=== PODANY FRAGMENT ===

Shrimp jest solidnie zbudowany i jest ciężki jak na jednostkę tego rozmiaru. Ma płytę czołową o grubości 3/8" z otworami do montażu w stelażu razem z czarnymi metalowymi pokrętłami na bardzo wysoki połysk oraz podświetlone od tyłu logo które przypomina mi radioodbiorniki budowane w latach 40-tych. Pokrywa z perforowanego metalu umożliwia swobodny przepływ powietrza i pozwala dojrzeć żarzące się lampy jeśli spojrzysz w dół. Manley wybrał wysokiej jakości pozłacane gniazda RCA na wszystkie wejścia i wyjścia. Odłączalny kabel sieciowy jest standardowego typu IEC i ludzie którzy idą na takie rzeczy mogą łatwo go wymienić. Wszystkie pokrętła dają odczucie solidności bez żadnego luzu czy niepewności. Przekręcając je żeby włączyć lub wyłączyć jednostkę, lub w celu wyboru źródła sygnału słyszy się solidne, mocne 'klik' gdy pokrętło zaskakuje na właściwą pozycję.

=== PODANE POZYCJE ===

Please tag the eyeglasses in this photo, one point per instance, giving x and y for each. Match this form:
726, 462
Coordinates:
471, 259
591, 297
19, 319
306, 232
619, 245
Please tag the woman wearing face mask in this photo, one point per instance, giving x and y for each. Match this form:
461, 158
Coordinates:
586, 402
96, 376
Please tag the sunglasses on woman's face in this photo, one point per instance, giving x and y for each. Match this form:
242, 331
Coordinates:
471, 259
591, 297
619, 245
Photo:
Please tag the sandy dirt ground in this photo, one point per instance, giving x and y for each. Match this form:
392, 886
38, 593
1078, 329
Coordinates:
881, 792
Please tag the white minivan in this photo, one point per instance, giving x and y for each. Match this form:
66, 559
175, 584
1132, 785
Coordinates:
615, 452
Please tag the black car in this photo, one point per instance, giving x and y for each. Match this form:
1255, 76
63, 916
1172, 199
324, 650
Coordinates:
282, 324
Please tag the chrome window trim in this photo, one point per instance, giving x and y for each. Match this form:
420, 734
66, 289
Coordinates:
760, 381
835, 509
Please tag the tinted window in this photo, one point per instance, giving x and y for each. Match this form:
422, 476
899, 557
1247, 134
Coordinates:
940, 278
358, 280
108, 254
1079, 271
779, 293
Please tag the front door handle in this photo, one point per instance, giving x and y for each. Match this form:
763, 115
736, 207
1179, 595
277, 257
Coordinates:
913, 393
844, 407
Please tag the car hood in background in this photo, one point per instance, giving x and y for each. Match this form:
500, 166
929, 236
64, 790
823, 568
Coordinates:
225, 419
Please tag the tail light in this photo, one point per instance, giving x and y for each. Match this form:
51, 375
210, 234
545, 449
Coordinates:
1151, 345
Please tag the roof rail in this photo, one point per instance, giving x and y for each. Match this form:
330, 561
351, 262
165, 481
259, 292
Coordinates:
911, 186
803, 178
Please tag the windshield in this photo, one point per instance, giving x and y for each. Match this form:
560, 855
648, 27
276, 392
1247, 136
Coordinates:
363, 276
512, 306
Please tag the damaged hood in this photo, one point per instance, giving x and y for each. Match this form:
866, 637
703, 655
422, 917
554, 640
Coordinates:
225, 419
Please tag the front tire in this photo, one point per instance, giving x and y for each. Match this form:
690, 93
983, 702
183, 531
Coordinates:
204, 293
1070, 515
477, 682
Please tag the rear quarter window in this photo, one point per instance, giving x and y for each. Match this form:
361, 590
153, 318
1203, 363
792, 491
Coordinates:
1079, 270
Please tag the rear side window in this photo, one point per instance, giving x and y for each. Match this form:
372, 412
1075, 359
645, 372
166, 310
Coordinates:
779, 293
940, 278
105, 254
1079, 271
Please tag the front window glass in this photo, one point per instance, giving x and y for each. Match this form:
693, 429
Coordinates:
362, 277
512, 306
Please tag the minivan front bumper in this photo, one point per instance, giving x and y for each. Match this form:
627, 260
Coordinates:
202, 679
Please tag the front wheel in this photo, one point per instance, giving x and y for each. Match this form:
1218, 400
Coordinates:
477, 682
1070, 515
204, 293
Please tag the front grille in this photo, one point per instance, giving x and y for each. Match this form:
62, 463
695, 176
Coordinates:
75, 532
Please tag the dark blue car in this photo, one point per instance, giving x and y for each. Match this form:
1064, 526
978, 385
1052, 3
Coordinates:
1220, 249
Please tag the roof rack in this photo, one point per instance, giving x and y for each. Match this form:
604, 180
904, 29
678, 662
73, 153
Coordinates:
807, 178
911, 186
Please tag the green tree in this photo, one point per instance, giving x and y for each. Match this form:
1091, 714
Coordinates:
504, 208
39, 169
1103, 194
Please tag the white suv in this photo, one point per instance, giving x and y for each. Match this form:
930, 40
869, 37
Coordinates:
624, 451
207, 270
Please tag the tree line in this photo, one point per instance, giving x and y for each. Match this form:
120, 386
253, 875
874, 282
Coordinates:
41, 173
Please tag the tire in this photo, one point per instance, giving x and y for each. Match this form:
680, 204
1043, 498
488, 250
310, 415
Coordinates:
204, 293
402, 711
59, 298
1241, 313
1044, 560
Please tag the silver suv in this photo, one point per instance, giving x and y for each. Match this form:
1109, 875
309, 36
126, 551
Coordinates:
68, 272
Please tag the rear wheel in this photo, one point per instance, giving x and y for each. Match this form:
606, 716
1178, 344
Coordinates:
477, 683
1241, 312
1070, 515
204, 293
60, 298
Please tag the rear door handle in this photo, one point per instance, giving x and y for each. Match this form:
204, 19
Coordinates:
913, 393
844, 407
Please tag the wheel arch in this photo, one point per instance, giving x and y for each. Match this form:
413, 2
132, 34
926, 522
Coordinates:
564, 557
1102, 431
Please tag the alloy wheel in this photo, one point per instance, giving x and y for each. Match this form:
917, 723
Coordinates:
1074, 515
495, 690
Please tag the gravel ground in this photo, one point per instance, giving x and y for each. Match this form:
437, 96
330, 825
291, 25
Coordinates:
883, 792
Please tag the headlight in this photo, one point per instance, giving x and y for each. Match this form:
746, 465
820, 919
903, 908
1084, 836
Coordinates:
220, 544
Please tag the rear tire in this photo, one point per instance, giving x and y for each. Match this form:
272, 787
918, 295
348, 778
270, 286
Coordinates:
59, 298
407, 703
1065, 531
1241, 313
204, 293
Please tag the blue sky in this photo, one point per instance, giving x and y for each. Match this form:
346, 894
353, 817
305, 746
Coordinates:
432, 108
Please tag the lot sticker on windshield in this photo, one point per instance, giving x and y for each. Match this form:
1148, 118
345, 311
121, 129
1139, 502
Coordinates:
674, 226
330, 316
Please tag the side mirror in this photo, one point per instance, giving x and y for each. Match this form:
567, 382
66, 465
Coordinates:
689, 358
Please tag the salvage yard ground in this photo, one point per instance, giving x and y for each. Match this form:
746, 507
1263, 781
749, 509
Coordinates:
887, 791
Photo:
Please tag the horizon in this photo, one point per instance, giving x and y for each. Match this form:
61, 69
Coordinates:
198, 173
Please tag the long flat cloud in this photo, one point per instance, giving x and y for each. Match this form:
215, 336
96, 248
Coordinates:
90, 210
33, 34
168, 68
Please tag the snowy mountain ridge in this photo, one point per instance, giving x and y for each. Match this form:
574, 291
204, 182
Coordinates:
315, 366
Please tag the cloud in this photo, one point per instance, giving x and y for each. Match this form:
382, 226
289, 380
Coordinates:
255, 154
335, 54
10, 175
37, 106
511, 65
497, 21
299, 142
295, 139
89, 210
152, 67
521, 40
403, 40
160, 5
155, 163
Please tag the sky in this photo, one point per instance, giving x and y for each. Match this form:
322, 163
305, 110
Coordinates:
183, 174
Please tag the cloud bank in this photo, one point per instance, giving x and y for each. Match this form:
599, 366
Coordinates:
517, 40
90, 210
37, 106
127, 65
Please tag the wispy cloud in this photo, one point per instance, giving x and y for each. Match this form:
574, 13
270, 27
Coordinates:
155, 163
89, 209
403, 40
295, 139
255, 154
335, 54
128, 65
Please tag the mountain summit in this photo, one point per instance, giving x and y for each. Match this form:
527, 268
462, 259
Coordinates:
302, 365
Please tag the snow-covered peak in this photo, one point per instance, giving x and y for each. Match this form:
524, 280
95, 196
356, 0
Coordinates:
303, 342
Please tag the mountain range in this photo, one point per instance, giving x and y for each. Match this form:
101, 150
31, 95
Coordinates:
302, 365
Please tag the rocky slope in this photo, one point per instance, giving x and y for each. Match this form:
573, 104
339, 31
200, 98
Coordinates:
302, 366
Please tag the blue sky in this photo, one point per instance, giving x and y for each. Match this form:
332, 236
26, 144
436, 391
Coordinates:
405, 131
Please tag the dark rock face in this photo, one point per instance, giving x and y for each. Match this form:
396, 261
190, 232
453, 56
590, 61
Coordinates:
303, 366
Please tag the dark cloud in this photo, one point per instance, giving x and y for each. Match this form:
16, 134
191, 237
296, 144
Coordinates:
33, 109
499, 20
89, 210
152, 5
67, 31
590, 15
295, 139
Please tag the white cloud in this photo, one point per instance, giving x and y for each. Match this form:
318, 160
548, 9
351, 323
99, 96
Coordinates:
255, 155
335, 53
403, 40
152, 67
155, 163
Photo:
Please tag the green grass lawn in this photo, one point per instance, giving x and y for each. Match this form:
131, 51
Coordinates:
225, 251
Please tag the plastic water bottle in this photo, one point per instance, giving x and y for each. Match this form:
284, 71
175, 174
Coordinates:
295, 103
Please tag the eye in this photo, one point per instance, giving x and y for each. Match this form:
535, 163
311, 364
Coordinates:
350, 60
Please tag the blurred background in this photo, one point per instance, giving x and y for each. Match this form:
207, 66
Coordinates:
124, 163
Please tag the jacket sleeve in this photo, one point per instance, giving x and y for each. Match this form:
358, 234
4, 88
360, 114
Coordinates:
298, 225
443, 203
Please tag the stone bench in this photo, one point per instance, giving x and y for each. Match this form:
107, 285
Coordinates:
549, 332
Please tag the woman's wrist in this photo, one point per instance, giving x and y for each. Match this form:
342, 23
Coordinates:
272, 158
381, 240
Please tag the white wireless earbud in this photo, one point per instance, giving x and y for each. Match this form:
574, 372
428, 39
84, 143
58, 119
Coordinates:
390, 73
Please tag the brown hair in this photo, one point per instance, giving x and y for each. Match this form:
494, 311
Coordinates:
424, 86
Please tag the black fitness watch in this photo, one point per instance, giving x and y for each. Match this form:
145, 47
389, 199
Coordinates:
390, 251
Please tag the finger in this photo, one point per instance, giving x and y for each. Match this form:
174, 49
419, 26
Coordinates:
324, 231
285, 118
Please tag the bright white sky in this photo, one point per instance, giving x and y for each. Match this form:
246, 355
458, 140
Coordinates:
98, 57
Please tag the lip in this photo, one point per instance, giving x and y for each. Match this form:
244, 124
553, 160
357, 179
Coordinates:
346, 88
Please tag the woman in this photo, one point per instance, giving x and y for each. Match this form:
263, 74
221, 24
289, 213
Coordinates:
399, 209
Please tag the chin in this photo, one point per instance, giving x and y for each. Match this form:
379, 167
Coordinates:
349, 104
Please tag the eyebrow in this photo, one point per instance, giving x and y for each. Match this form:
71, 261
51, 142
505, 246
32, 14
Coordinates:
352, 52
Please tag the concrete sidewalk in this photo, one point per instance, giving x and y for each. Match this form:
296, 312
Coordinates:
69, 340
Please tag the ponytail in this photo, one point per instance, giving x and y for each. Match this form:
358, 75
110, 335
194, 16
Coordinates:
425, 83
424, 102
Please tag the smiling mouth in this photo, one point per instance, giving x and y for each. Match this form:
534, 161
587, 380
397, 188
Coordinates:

===

*DO ZROBIENIA*:
**1)** Czy fragment o Shrimpie potwierdza te zdania: (a) płyta czołowa ma grubość 3/8", (b) kabel sieciowy jest przymocowany na stałe, (c) pokrętła mają wyczuwalny luz? Przy każdym odpowiedz tak albo nie i przytocz rozstrzygające słowa tekstu.
**2)** Wypisz wszystkie części urządzenia, o których mówi fragment o Shrimpie.
**3)** Zwróć dosłownie część fragmentu o Shrimpie, zaczynając od słów „Shrimp jest solidnie" i kończąc na słowach „na właściwą pozycję.".

*WYNIKI ĆWICZENIA*:
**1)**
(a) Tak: „Ma płytę czołową o grubości 3/8"".
(b) Nie: „Odłączalny kabel sieciowy jest standardowego typu IEC".
(c) Nie: „Wszystkie pokrętła dają odczucie solidności bez żadnego luzu czy niepewności".

**2)**
- płyta czołowa z otworami do montażu w stelażu
- czarne metalowe pokrętła
- podświetlone od tyłu logo
- pokrywa z perforowanego metalu
- lampy
- pozłacane gniazda RCA
- odłączalny kabel sieciowy typu IEC

**3)**
Shrimp jest solidnie zbudowany i jest ciężki jak na jednostkę tego rozmiaru. Ma płytę czołową o grubości 3/8" z otworami do montażu w stelażu razem z czarnymi metalowymi pokrętłami na bardzo wysoki połysk oraz podświetlone od tyłu logo które przypomina mi radioodbiorniki budowane w latach 40-tych. Pokrywa z perforowanego metalu umożliwia swobodny przepływ powietrza i pozwala dojrzeć żarzące się lampy jeśli spojrzysz w dół. Manley wybrał wysokiej jakości pozłacane gniazda RCA na wszystkie wejścia i wyjścia. Odłączalny kabel sieciowy jest standardowego typu IEC i ludzie którzy idą na takie rzeczy mogą łatwo go wymienić. Wszystkie pokrętła dają odczucie solidności bez żadnego luzu czy niepewności. Przekręcając je żeby włączyć lub wyłączyć jednostkę, lub w celu wyboru źródła sygnału słyszy się solidne, mocne 'klik' gdy pokrętło zaskakuje na właściwą pozycję.